** Start of ENTRIES **

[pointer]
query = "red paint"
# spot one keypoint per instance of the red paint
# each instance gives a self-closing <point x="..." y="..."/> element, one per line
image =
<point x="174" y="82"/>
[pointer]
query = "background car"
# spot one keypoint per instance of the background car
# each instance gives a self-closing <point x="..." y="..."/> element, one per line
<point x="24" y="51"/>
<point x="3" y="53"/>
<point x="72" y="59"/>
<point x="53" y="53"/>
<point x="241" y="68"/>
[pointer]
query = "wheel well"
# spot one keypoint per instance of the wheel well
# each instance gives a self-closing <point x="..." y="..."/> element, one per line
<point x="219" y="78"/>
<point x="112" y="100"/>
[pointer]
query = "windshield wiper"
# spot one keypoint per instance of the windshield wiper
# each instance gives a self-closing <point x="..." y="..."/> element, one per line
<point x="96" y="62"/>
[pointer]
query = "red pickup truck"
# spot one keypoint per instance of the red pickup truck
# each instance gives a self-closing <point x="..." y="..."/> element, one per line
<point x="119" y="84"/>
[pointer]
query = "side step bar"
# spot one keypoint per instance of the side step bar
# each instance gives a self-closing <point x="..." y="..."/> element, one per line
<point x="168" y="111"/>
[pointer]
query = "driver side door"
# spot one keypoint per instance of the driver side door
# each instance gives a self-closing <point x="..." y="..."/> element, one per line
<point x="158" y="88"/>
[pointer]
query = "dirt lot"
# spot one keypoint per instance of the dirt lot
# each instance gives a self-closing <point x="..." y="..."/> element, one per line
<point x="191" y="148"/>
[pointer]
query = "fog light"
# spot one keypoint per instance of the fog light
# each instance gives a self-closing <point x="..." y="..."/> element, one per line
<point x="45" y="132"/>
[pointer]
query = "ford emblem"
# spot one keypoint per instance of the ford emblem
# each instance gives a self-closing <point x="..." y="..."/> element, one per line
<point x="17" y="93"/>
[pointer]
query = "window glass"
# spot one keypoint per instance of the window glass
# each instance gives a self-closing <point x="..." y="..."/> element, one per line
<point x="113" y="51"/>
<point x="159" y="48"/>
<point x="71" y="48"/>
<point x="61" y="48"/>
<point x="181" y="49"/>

** End of ENTRIES **

> _WHAT IS ASKED_:
Pull out every line of the listing above that contains the string "truck", matching case exactly.

> _SOLUTION TO THIS EXERCISE_:
query = "red pickup truck"
# spot one keypoint per instance of the red pickup truck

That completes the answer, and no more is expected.